*YOUR INSTRUCTIONS:* Set down all of the records exactly, leaving none out.

====== DATA EXTRACTS ======

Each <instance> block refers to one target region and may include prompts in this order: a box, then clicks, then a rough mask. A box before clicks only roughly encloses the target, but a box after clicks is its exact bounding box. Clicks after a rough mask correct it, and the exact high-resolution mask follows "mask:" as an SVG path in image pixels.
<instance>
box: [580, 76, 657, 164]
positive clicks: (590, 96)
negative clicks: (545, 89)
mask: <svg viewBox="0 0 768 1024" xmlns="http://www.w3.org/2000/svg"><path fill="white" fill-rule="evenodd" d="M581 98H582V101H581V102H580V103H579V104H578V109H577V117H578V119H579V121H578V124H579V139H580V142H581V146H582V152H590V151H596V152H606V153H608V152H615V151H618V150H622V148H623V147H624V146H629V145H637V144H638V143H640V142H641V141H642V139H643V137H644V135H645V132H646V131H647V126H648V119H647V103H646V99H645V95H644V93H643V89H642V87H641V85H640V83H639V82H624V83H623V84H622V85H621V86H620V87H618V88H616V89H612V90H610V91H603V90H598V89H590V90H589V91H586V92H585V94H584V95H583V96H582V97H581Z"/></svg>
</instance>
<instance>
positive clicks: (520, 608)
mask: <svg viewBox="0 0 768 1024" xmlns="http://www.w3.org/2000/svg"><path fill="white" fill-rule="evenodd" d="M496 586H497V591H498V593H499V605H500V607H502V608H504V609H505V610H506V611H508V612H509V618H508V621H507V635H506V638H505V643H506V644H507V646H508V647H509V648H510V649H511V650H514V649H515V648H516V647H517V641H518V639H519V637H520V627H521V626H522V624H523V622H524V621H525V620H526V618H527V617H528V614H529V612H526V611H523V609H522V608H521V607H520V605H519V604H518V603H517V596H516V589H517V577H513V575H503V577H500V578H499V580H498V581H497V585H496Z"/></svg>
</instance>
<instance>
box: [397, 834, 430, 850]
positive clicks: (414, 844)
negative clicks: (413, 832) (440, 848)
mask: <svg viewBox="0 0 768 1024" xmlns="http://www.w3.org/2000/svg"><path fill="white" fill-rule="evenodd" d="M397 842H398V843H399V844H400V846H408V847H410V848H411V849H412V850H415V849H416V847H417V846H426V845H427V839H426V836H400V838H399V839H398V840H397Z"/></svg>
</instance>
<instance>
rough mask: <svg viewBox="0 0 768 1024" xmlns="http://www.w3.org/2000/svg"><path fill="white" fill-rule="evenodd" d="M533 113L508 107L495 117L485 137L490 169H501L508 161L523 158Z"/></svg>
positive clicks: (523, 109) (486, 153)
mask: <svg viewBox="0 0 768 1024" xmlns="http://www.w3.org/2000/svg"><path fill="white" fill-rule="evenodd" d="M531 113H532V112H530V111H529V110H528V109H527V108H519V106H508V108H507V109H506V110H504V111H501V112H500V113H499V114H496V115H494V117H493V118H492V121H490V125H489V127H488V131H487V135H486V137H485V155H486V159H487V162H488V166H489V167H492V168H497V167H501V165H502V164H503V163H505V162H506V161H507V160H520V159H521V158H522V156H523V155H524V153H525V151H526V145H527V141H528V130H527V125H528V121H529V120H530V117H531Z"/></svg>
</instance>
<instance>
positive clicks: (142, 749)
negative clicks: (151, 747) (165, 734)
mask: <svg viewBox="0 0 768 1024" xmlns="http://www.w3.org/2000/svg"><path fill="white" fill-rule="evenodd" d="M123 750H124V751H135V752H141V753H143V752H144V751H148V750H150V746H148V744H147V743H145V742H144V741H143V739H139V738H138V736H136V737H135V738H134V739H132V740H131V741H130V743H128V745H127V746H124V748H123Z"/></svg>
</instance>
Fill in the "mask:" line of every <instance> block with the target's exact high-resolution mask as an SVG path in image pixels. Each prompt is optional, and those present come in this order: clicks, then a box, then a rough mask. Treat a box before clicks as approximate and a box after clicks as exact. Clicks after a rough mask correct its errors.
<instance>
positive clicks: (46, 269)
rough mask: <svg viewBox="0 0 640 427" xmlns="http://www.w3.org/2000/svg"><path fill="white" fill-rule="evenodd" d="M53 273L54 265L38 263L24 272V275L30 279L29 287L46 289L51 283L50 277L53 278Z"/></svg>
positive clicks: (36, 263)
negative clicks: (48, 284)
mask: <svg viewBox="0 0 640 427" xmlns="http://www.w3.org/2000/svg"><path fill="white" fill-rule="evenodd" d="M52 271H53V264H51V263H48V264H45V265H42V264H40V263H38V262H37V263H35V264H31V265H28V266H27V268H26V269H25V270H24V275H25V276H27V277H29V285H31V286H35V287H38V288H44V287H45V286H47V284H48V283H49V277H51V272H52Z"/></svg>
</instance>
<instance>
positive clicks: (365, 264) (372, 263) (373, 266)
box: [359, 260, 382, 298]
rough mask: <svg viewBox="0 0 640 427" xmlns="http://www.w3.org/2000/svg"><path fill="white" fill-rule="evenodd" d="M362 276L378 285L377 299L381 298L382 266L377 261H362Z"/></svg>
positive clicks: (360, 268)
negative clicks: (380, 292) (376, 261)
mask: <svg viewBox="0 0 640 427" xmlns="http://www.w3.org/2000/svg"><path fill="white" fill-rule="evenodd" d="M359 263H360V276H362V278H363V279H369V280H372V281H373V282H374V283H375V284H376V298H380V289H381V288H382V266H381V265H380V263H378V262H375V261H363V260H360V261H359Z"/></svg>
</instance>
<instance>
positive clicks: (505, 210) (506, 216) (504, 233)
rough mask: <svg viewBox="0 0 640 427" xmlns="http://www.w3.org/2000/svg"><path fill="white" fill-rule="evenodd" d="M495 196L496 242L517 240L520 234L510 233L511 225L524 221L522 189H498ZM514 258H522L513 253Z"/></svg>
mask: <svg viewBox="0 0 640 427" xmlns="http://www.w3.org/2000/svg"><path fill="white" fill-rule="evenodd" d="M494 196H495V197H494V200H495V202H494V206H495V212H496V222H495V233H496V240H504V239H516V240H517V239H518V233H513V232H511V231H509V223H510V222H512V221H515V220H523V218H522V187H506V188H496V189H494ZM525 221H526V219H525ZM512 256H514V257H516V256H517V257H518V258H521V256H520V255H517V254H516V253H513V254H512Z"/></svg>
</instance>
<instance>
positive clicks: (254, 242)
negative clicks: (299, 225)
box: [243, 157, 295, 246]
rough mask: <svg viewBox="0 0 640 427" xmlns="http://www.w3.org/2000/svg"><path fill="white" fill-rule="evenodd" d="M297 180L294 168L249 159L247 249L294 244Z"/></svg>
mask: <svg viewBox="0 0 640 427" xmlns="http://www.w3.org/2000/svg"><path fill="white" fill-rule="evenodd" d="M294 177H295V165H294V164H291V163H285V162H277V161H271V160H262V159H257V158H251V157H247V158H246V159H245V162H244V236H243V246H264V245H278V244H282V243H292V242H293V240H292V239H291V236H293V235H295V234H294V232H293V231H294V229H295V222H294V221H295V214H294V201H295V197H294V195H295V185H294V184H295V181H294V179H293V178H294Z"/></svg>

======

*SOLUTION FOR THIS PROBLEM:*
Each <instance> block refers to one target region and may include prompts in this order: a box, then clicks, then a rough mask. A box before clicks only roughly encloses the target, but a box after clicks is its exact bounding box. Clicks after a rough mask correct it, and the exact high-resolution mask follows "mask:" as an SVG path in image pixels.
<instance>
box: [580, 76, 657, 164]
positive clicks: (590, 96)
negative clicks: (545, 89)
mask: <svg viewBox="0 0 768 1024" xmlns="http://www.w3.org/2000/svg"><path fill="white" fill-rule="evenodd" d="M581 98H582V101H581V102H580V103H579V104H578V109H577V117H578V119H579V121H578V124H579V139H580V142H581V146H582V152H590V151H596V152H606V153H608V152H615V151H618V150H622V148H623V147H624V146H629V145H637V144H638V143H640V142H641V141H642V139H643V137H644V135H645V132H646V131H647V126H648V119H647V103H646V99H645V95H644V93H643V89H642V87H641V85H640V83H639V82H624V83H623V84H622V85H621V86H620V87H618V88H616V89H612V90H610V91H603V90H598V89H590V90H589V91H586V92H585V94H584V95H583V96H582V97H581Z"/></svg>
</instance>
<instance>
positive clicks: (520, 608)
mask: <svg viewBox="0 0 768 1024" xmlns="http://www.w3.org/2000/svg"><path fill="white" fill-rule="evenodd" d="M496 586H497V591H498V593H499V605H500V607H502V608H504V609H505V610H506V611H508V612H509V618H508V621H507V635H506V638H505V643H506V644H507V646H508V647H509V648H510V649H511V650H514V649H515V648H516V647H517V641H518V639H519V637H520V627H521V626H522V624H523V622H524V621H525V620H526V618H527V617H528V614H529V612H526V611H523V609H522V608H521V607H520V605H519V604H518V603H517V596H516V589H517V577H513V575H503V577H500V578H499V580H498V581H497V585H496Z"/></svg>
</instance>
<instance>
box: [397, 834, 430, 850]
positive clicks: (414, 844)
negative clicks: (413, 832) (440, 848)
mask: <svg viewBox="0 0 768 1024" xmlns="http://www.w3.org/2000/svg"><path fill="white" fill-rule="evenodd" d="M397 842H398V843H399V844H400V846H408V847H410V848H411V849H412V850H415V849H416V847H417V846H426V845H427V839H426V836H400V838H399V839H398V840H397Z"/></svg>
</instance>
<instance>
rough mask: <svg viewBox="0 0 768 1024" xmlns="http://www.w3.org/2000/svg"><path fill="white" fill-rule="evenodd" d="M533 113L508 107L495 117L485 137L490 169H501L508 161L523 158Z"/></svg>
positive clicks: (523, 109) (486, 153)
mask: <svg viewBox="0 0 768 1024" xmlns="http://www.w3.org/2000/svg"><path fill="white" fill-rule="evenodd" d="M531 113H532V112H530V111H529V110H528V109H527V108H519V106H508V108H507V109H506V110H504V111H501V112H500V113H499V114H496V115H494V117H493V118H492V121H490V125H489V127H488V131H487V135H486V137H485V155H486V159H487V162H488V166H489V167H492V168H497V167H501V165H502V164H503V163H505V162H506V161H507V160H520V159H521V158H522V156H523V155H524V153H525V151H526V145H527V141H528V130H527V125H528V121H529V120H530V117H531Z"/></svg>
</instance>
<instance>
positive clicks: (142, 749)
negative clicks: (151, 747) (165, 734)
mask: <svg viewBox="0 0 768 1024" xmlns="http://www.w3.org/2000/svg"><path fill="white" fill-rule="evenodd" d="M123 750H124V751H135V752H141V753H143V752H144V751H148V750H150V746H148V744H147V743H145V742H144V741H143V739H139V738H138V736H136V737H135V738H134V739H132V740H131V741H130V743H128V745H127V746H124V748H123Z"/></svg>
</instance>
Fill in the "mask:" line of every <instance> block with the target's exact high-resolution mask as an SVG path in image pixels. Each prompt is optional, and those present come in this order: clicks, then a box, then a rough mask. Treat a box before clicks as approximate and a box after clicks as exact. Clicks after a rough mask correct its errors.
<instance>
positive clicks: (46, 269)
rough mask: <svg viewBox="0 0 640 427" xmlns="http://www.w3.org/2000/svg"><path fill="white" fill-rule="evenodd" d="M53 273L54 265L38 263L24 272V275L30 279L29 287L46 289L51 283L50 277L53 278Z"/></svg>
positive clicks: (36, 263)
negative clicks: (48, 284)
mask: <svg viewBox="0 0 640 427" xmlns="http://www.w3.org/2000/svg"><path fill="white" fill-rule="evenodd" d="M52 271H53V264H51V263H48V264H45V265H42V264H40V263H38V262H37V263H35V264H31V265H28V266H27V268H26V269H25V270H24V275H25V276H27V277H29V285H31V286H35V287H38V288H44V287H45V286H47V284H48V283H49V277H51V272H52Z"/></svg>
</instance>
<instance>
positive clicks: (365, 264) (372, 263) (373, 266)
box: [359, 260, 382, 298]
rough mask: <svg viewBox="0 0 640 427" xmlns="http://www.w3.org/2000/svg"><path fill="white" fill-rule="evenodd" d="M362 276L378 285L377 299L381 298L382 266L377 261H362Z"/></svg>
positive clicks: (360, 268)
negative clicks: (380, 292) (376, 261)
mask: <svg viewBox="0 0 640 427" xmlns="http://www.w3.org/2000/svg"><path fill="white" fill-rule="evenodd" d="M359 263H360V276H362V278H363V279H369V280H372V281H373V282H374V283H375V284H376V298H380V289H381V288H382V266H381V265H380V263H378V262H375V261H363V260H360V261H359Z"/></svg>
</instance>
<instance>
positive clicks: (505, 210) (506, 216) (504, 233)
rough mask: <svg viewBox="0 0 640 427" xmlns="http://www.w3.org/2000/svg"><path fill="white" fill-rule="evenodd" d="M495 196L496 242L517 240L520 234L510 233L511 225L524 221L522 189H498ZM514 258H522L513 253Z"/></svg>
mask: <svg viewBox="0 0 640 427" xmlns="http://www.w3.org/2000/svg"><path fill="white" fill-rule="evenodd" d="M494 196H495V197H494V200H495V202H494V206H495V212H496V222H495V233H496V240H504V239H516V240H517V239H518V233H513V232H511V231H509V223H510V222H512V221H515V220H523V218H522V187H506V188H496V189H494ZM525 221H526V219H525ZM512 256H514V257H516V256H517V257H518V258H521V256H520V255H517V254H516V253H513V254H512Z"/></svg>
</instance>
<instance>
positive clicks: (254, 242)
negative clicks: (299, 225)
box: [243, 157, 295, 246]
rough mask: <svg viewBox="0 0 640 427" xmlns="http://www.w3.org/2000/svg"><path fill="white" fill-rule="evenodd" d="M297 180L294 168L249 159L247 249L294 244Z"/></svg>
mask: <svg viewBox="0 0 640 427" xmlns="http://www.w3.org/2000/svg"><path fill="white" fill-rule="evenodd" d="M294 177H295V165H294V164H291V163H285V162H277V161H271V160H262V159H257V158H251V157H247V158H246V159H245V162H244V236H243V246H264V245H278V244H282V243H292V242H293V240H292V239H291V236H293V235H295V234H294V232H293V231H294V229H295V222H294V221H295V214H294V201H295V197H294V195H295V185H294V184H295V181H294V179H293V178H294Z"/></svg>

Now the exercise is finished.